TASK DETAILS →
Pull out every line of the records below that contains the word "negative".

PROVIDED DATA →
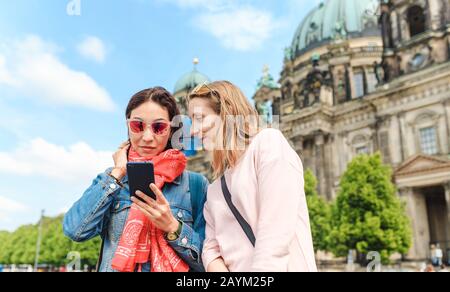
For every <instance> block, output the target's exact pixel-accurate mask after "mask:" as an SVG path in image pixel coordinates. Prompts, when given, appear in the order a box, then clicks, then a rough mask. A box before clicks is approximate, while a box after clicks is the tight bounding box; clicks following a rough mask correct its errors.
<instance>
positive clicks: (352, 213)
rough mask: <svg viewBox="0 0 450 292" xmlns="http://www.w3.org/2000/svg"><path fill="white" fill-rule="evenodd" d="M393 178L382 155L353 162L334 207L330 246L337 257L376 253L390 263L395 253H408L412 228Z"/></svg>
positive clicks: (332, 250)
mask: <svg viewBox="0 0 450 292" xmlns="http://www.w3.org/2000/svg"><path fill="white" fill-rule="evenodd" d="M391 175H392V171H391V169H390V167H388V166H386V165H383V164H382V160H381V155H380V154H379V153H377V154H375V155H372V156H369V155H360V156H357V157H356V158H355V159H354V160H353V161H352V162H350V164H349V165H348V168H347V170H346V172H345V173H344V175H343V176H342V178H341V182H340V190H339V193H338V196H337V198H336V202H335V204H334V205H333V207H332V220H333V221H332V222H333V223H332V225H333V226H332V231H331V236H330V247H331V251H332V252H333V253H334V254H335V255H336V256H345V255H347V254H348V251H349V250H351V249H355V250H357V251H358V253H359V254H360V255H365V254H367V253H368V252H370V251H376V252H379V253H380V255H381V258H382V261H383V262H388V261H389V257H390V256H391V255H392V254H393V253H395V252H399V253H401V254H405V253H407V252H408V250H409V248H410V246H411V227H410V223H409V220H408V217H407V216H406V213H405V208H404V204H402V203H401V201H400V199H399V198H398V197H397V196H396V189H395V186H394V184H393V183H392V181H391V179H392V177H391Z"/></svg>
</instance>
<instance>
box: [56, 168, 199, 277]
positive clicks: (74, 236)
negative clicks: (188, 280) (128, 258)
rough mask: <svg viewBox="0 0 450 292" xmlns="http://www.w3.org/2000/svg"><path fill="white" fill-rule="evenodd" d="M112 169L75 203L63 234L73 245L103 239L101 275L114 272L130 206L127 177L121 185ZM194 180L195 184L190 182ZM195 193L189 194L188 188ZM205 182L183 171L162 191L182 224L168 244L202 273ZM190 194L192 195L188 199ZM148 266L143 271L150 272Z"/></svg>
mask: <svg viewBox="0 0 450 292" xmlns="http://www.w3.org/2000/svg"><path fill="white" fill-rule="evenodd" d="M110 172H111V169H108V170H106V171H105V172H104V173H102V174H100V175H98V176H97V178H96V179H95V180H94V181H93V183H92V185H91V186H90V187H89V188H88V189H87V190H86V192H85V193H84V194H83V196H82V198H81V199H80V200H79V201H78V202H76V203H75V204H74V205H73V207H72V208H71V209H70V210H69V212H68V213H67V214H66V215H65V217H64V224H63V229H64V234H65V235H66V236H68V237H69V238H70V239H72V240H73V241H76V242H83V241H87V240H89V239H92V238H94V237H96V236H101V237H102V239H103V248H102V255H101V262H100V263H99V264H100V266H99V271H100V272H113V271H114V270H113V269H112V267H111V262H112V259H113V257H114V253H115V251H116V249H117V246H118V244H119V241H120V237H121V235H122V232H123V229H124V225H125V222H126V220H127V217H128V212H129V210H130V207H131V204H132V203H131V200H130V190H129V185H128V177H127V176H125V177H124V178H123V179H122V181H121V184H122V186H120V185H119V184H117V183H116V181H115V180H114V179H113V178H112V177H110V176H109V175H108V174H109V173H110ZM193 181H195V183H193ZM193 185H195V189H196V191H194V192H196V193H195V194H194V195H192V194H191V190H190V188H194V187H193ZM207 188H208V181H207V179H206V178H205V177H204V176H201V175H199V174H195V173H192V172H188V171H185V172H183V174H182V175H181V176H179V177H178V178H177V179H175V181H174V182H172V183H170V184H166V185H165V186H164V188H163V190H162V192H163V193H164V196H165V197H166V199H167V201H168V202H169V203H170V206H171V210H172V213H173V214H174V216H175V217H176V218H177V219H179V220H180V221H183V223H184V224H183V228H182V231H181V235H180V237H179V238H178V239H177V240H176V241H173V242H170V241H169V244H170V245H171V246H172V248H173V249H174V250H175V251H176V252H177V254H178V255H179V256H180V257H181V258H182V259H183V260H184V261H185V262H186V263H187V264H188V265H189V267H190V270H191V271H196V272H199V271H204V268H203V265H202V262H201V253H202V247H203V241H204V239H205V224H206V223H205V219H204V217H203V206H204V204H205V201H206V192H207ZM191 195H192V196H191ZM150 269H151V267H150V263H147V264H144V265H143V267H142V271H150Z"/></svg>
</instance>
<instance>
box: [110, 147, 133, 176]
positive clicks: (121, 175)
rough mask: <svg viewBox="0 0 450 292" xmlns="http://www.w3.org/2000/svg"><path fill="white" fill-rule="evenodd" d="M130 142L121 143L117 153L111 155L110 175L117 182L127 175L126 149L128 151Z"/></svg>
mask: <svg viewBox="0 0 450 292" xmlns="http://www.w3.org/2000/svg"><path fill="white" fill-rule="evenodd" d="M130 146H131V143H130V141H129V140H128V141H126V142H123V143H122V144H121V145H120V146H119V148H118V149H117V151H116V152H115V153H114V154H113V159H114V169H113V170H112V171H111V175H112V176H114V177H115V178H116V179H118V180H119V181H120V180H121V179H122V178H124V177H125V175H126V174H127V163H128V155H127V153H128V149H130Z"/></svg>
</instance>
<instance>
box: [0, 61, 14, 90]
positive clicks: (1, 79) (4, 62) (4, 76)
mask: <svg viewBox="0 0 450 292" xmlns="http://www.w3.org/2000/svg"><path fill="white" fill-rule="evenodd" d="M2 83H3V84H6V85H14V84H16V81H15V80H14V79H13V78H12V76H11V74H10V73H9V72H8V70H7V68H6V58H5V57H4V56H2V55H0V84H2Z"/></svg>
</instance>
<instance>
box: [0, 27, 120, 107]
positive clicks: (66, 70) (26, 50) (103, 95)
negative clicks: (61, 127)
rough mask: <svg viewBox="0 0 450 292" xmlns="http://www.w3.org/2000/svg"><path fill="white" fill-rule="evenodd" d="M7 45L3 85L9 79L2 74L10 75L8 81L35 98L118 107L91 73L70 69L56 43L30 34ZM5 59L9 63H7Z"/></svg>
mask: <svg viewBox="0 0 450 292" xmlns="http://www.w3.org/2000/svg"><path fill="white" fill-rule="evenodd" d="M4 47H6V49H5V52H4V54H3V56H4V58H3V65H2V63H1V59H0V88H1V80H2V79H6V78H1V76H9V79H6V80H10V82H3V83H4V84H7V85H9V86H12V87H13V88H15V89H16V90H18V91H19V92H20V93H21V94H26V95H30V96H33V98H40V99H43V100H45V101H47V102H51V103H54V104H59V105H68V106H81V107H85V108H89V109H94V110H99V111H113V110H114V109H115V108H116V106H115V104H114V102H113V101H112V99H111V97H110V95H109V93H108V92H107V91H106V89H105V88H103V87H101V86H100V85H98V84H97V82H96V81H95V80H94V79H93V78H92V77H90V76H89V75H88V74H87V73H85V72H82V71H77V70H74V69H72V68H70V67H69V66H68V65H66V64H64V63H63V62H62V61H61V60H60V59H59V58H58V56H57V55H56V51H57V48H56V46H55V45H53V44H51V43H47V42H44V41H43V40H42V39H41V38H40V37H38V36H28V37H26V38H25V39H22V40H20V41H15V42H11V43H8V44H6V45H5V46H4ZM0 54H1V51H0ZM5 60H7V61H8V62H9V63H6V64H5ZM7 66H9V67H7ZM5 68H9V70H6V69H5ZM2 71H3V75H2ZM5 72H6V73H5ZM11 80H14V82H11Z"/></svg>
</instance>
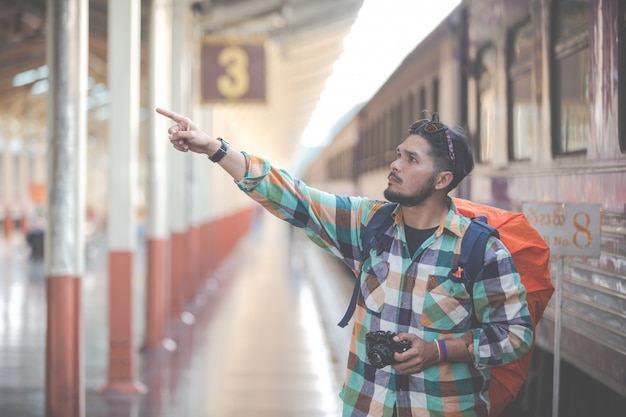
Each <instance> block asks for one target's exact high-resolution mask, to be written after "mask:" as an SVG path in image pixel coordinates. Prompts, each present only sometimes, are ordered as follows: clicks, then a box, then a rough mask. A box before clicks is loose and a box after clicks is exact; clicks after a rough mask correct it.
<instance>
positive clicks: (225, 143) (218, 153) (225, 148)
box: [209, 137, 228, 162]
mask: <svg viewBox="0 0 626 417" xmlns="http://www.w3.org/2000/svg"><path fill="white" fill-rule="evenodd" d="M217 140H219V141H220V142H222V144H221V146H220V148H219V149H218V150H217V152H215V153H214V154H213V155H211V156H209V159H210V160H211V161H213V162H219V161H220V160H221V159H222V158H223V157H224V156H225V155H226V151H227V150H228V142H226V141H225V140H224V139H222V138H219V137H218V138H217Z"/></svg>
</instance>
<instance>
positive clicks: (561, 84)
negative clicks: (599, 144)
mask: <svg viewBox="0 0 626 417" xmlns="http://www.w3.org/2000/svg"><path fill="white" fill-rule="evenodd" d="M553 27H554V28H555V31H556V33H555V34H554V39H555V42H554V50H553V63H554V65H553V69H554V71H553V77H554V78H553V81H552V85H553V88H554V91H553V100H554V101H553V106H554V107H553V112H552V118H553V124H552V125H553V129H554V130H553V132H552V136H553V139H554V141H553V151H554V153H555V154H557V155H558V154H567V153H576V152H584V151H586V149H587V140H588V138H589V131H590V130H589V119H590V117H589V68H590V67H589V62H590V55H591V54H590V51H589V1H588V0H561V1H558V2H556V3H555V8H554V25H553Z"/></svg>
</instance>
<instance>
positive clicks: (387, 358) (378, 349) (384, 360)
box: [367, 345, 393, 369]
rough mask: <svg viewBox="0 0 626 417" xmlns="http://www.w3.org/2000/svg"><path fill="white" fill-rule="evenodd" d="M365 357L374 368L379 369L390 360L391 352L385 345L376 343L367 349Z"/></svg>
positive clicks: (386, 365)
mask: <svg viewBox="0 0 626 417" xmlns="http://www.w3.org/2000/svg"><path fill="white" fill-rule="evenodd" d="M367 358H368V359H369V361H370V363H371V364H372V366H373V367H374V368H377V369H380V368H384V367H385V366H387V365H389V364H390V363H391V362H392V359H393V353H392V352H391V350H390V349H389V347H387V346H385V345H376V346H374V347H372V348H371V349H370V350H368V352H367Z"/></svg>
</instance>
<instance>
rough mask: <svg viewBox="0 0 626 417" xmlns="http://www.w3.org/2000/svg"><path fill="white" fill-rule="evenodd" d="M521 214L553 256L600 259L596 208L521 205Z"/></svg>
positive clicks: (595, 206)
mask: <svg viewBox="0 0 626 417" xmlns="http://www.w3.org/2000/svg"><path fill="white" fill-rule="evenodd" d="M522 211H523V212H524V215H525V216H526V218H527V219H528V222H529V223H530V224H531V225H532V226H533V227H534V228H535V229H536V230H537V232H538V233H539V234H540V235H541V236H542V237H543V238H544V240H545V241H546V243H548V245H549V246H550V252H551V253H552V254H553V255H566V256H567V255H572V256H589V257H598V256H600V228H601V226H600V225H601V219H600V213H601V212H600V206H599V205H597V204H586V203H523V205H522Z"/></svg>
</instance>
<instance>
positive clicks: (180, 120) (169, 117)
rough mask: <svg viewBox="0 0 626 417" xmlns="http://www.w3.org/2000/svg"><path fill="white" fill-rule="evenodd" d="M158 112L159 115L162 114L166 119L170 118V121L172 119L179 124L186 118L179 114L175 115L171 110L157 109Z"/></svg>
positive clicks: (176, 113) (175, 114)
mask: <svg viewBox="0 0 626 417" xmlns="http://www.w3.org/2000/svg"><path fill="white" fill-rule="evenodd" d="M156 111H157V113H159V114H162V115H163V116H165V117H169V118H170V119H172V120H173V121H175V122H176V123H179V122H182V121H183V120H185V118H184V117H183V116H182V115H180V114H178V113H174V112H173V111H171V110H166V109H162V108H160V107H157V109H156Z"/></svg>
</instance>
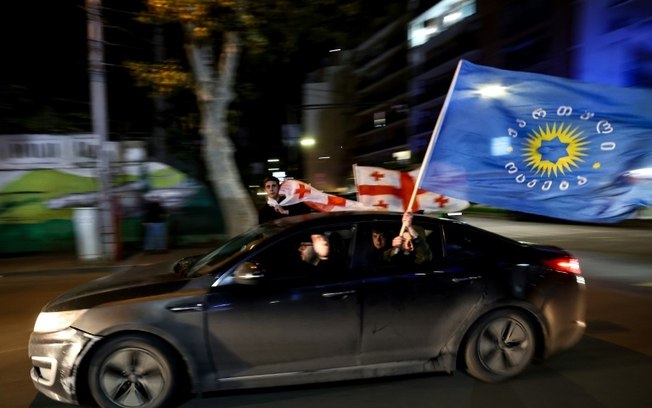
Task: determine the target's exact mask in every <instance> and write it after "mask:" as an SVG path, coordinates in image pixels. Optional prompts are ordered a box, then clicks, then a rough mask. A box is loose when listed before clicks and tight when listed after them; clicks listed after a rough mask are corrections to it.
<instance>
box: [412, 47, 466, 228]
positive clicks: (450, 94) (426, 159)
mask: <svg viewBox="0 0 652 408" xmlns="http://www.w3.org/2000/svg"><path fill="white" fill-rule="evenodd" d="M463 62H464V60H462V59H461V60H460V61H459V62H458V63H457V68H455V74H454V75H453V80H452V81H451V85H450V87H449V88H448V93H447V94H446V99H445V100H444V105H443V106H442V108H441V111H440V112H439V116H438V117H437V122H435V127H434V129H433V130H432V135H431V136H430V142H429V143H428V148H427V149H426V154H425V156H423V162H422V163H421V167H420V168H419V174H418V175H417V179H416V181H415V183H414V190H413V191H412V196H411V197H410V203H409V204H408V206H407V209H408V211H410V210H412V206H413V205H414V201H415V200H416V197H417V191H418V190H419V187H420V186H421V182H422V181H423V177H424V174H425V171H426V166H425V164H426V163H428V162H429V161H430V156H431V155H432V150H433V149H434V146H435V143H436V141H437V138H438V137H439V131H440V130H441V125H442V122H443V121H444V117H445V116H446V111H447V110H448V105H449V103H450V100H451V97H452V95H453V90H454V89H455V84H456V83H457V77H458V76H459V73H460V68H461V67H462V63H463ZM402 233H403V228H401V234H402Z"/></svg>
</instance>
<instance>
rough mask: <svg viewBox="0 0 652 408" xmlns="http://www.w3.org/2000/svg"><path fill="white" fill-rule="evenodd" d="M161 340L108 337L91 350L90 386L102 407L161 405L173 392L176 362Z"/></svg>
mask: <svg viewBox="0 0 652 408" xmlns="http://www.w3.org/2000/svg"><path fill="white" fill-rule="evenodd" d="M170 355H172V353H171V352H170V351H169V350H168V347H166V346H165V344H163V343H162V342H160V341H157V340H155V339H150V338H147V337H131V336H130V337H122V338H116V339H112V340H109V341H108V342H107V343H105V344H103V345H102V346H100V348H99V349H98V350H97V352H96V353H95V354H94V356H93V359H92V361H91V364H90V369H89V378H88V383H89V388H90V391H91V395H92V396H93V398H94V399H95V401H96V402H97V403H98V405H100V406H101V407H103V408H117V407H120V408H136V407H137V408H160V407H165V406H168V405H170V404H171V402H172V398H173V397H174V395H175V388H176V383H177V381H176V379H175V374H176V373H177V371H176V366H175V362H174V360H173V359H171V358H170V357H168V356H170Z"/></svg>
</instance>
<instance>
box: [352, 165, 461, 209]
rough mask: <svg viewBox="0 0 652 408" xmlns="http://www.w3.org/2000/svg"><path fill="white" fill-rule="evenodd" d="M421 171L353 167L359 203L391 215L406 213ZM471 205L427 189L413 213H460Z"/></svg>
mask: <svg viewBox="0 0 652 408" xmlns="http://www.w3.org/2000/svg"><path fill="white" fill-rule="evenodd" d="M418 174H419V169H415V170H412V171H410V172H402V171H398V170H388V169H385V168H382V167H371V166H357V165H354V166H353V176H354V178H355V184H356V188H357V191H358V201H359V202H360V203H362V204H364V205H367V206H372V207H378V208H382V209H385V210H388V211H399V212H405V211H407V210H408V208H407V207H408V205H409V204H410V198H411V196H412V193H413V191H414V187H415V182H416V179H417V176H418ZM468 206H469V202H468V201H465V200H459V199H456V198H452V197H448V196H445V195H443V194H438V193H434V192H432V191H427V190H423V189H419V190H417V194H416V199H415V201H414V204H413V206H412V209H411V211H412V212H417V211H420V210H423V211H425V212H446V213H450V212H456V211H462V210H463V209H465V208H467V207H468Z"/></svg>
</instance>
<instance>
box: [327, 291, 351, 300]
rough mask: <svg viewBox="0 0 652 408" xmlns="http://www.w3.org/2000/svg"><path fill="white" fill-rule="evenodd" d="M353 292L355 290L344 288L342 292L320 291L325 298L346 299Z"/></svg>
mask: <svg viewBox="0 0 652 408" xmlns="http://www.w3.org/2000/svg"><path fill="white" fill-rule="evenodd" d="M353 294H355V290H345V291H343V292H326V293H322V294H321V296H322V297H325V298H326V299H346V298H347V297H349V295H353Z"/></svg>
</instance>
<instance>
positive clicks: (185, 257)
mask: <svg viewBox="0 0 652 408" xmlns="http://www.w3.org/2000/svg"><path fill="white" fill-rule="evenodd" d="M203 256H204V255H193V256H187V257H185V258H181V259H179V260H178V261H177V262H176V263H175V264H174V272H175V273H177V274H179V275H187V274H188V271H190V269H191V268H192V267H193V266H194V265H195V263H197V261H198V260H200V259H201V258H202V257H203Z"/></svg>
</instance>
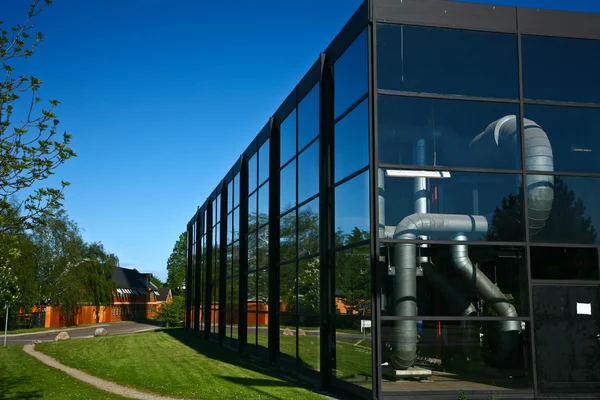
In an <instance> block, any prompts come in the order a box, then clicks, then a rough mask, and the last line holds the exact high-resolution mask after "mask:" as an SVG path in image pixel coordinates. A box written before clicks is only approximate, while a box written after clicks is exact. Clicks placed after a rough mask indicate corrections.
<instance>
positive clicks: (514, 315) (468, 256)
mask: <svg viewBox="0 0 600 400" xmlns="http://www.w3.org/2000/svg"><path fill="white" fill-rule="evenodd" d="M380 254H381V255H382V257H385V265H383V266H380V269H381V274H382V276H383V277H384V278H383V279H382V280H381V285H382V287H381V289H380V292H381V293H382V295H381V308H382V311H381V314H382V315H386V316H412V317H414V316H416V315H422V316H452V317H454V316H457V317H459V316H486V317H488V316H490V317H494V316H498V317H517V316H518V317H527V316H528V315H529V312H528V305H529V302H528V299H529V297H528V296H529V294H528V291H527V271H526V269H525V250H524V248H522V247H508V246H502V247H492V246H466V245H455V246H449V245H428V246H427V247H424V246H419V245H417V244H414V245H411V244H396V245H384V246H383V247H382V248H381V250H380ZM336 273H338V271H336ZM339 273H341V274H342V275H343V276H342V279H347V278H346V272H345V271H340V272H339ZM342 279H340V281H342ZM342 282H343V281H342ZM407 310H408V311H407ZM515 326H516V328H515ZM519 327H520V323H519V322H515V321H509V322H507V324H506V326H505V327H504V328H503V329H505V330H515V329H519Z"/></svg>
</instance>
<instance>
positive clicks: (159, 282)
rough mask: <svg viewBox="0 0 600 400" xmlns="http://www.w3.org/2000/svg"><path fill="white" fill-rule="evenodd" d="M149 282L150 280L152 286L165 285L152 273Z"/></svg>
mask: <svg viewBox="0 0 600 400" xmlns="http://www.w3.org/2000/svg"><path fill="white" fill-rule="evenodd" d="M150 282H152V283H153V284H154V286H156V287H163V286H165V284H164V283H163V281H161V280H160V279H158V278H157V277H156V276H154V275H152V276H151V277H150Z"/></svg>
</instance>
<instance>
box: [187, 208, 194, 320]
mask: <svg viewBox="0 0 600 400" xmlns="http://www.w3.org/2000/svg"><path fill="white" fill-rule="evenodd" d="M194 218H195V216H194ZM192 227H193V224H192V223H191V222H188V225H187V235H188V248H187V252H188V254H187V271H186V280H185V329H186V330H187V331H189V329H190V327H191V318H193V316H192V298H191V296H192V246H193V245H194V242H193V236H192V235H193V234H194V232H193V230H192Z"/></svg>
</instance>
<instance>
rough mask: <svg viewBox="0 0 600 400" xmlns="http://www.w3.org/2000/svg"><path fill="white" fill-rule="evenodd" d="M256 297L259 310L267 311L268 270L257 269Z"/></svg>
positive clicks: (268, 299) (268, 307)
mask: <svg viewBox="0 0 600 400" xmlns="http://www.w3.org/2000/svg"><path fill="white" fill-rule="evenodd" d="M258 299H259V300H260V305H259V311H264V312H267V311H269V307H268V302H269V271H268V270H267V269H259V270H258Z"/></svg>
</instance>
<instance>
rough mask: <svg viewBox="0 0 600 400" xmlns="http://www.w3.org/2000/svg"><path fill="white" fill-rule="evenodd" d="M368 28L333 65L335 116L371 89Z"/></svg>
mask: <svg viewBox="0 0 600 400" xmlns="http://www.w3.org/2000/svg"><path fill="white" fill-rule="evenodd" d="M367 38H368V36H367V30H366V29H365V30H364V31H363V32H362V33H361V34H360V35H359V36H358V37H357V38H356V39H355V40H354V43H352V44H351V45H350V46H349V47H348V49H346V51H345V52H344V54H342V56H341V57H340V58H339V59H338V60H337V61H336V62H335V65H334V67H333V74H334V75H333V77H334V90H335V92H334V99H335V100H334V103H335V118H337V117H339V116H340V115H341V114H342V113H343V112H344V111H346V110H347V109H348V108H349V107H350V106H351V105H352V104H354V103H355V102H357V101H358V99H360V97H361V96H362V95H364V94H365V93H367V90H368V89H369V72H368V71H369V63H368V51H367Z"/></svg>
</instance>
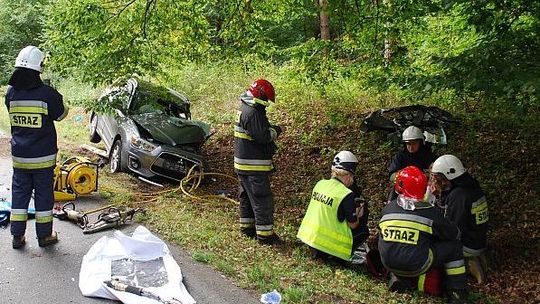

EXERCISE SOLUTION →
negative clicks: (188, 280) (128, 258)
negative clicks: (61, 127)
negative clicks: (599, 144)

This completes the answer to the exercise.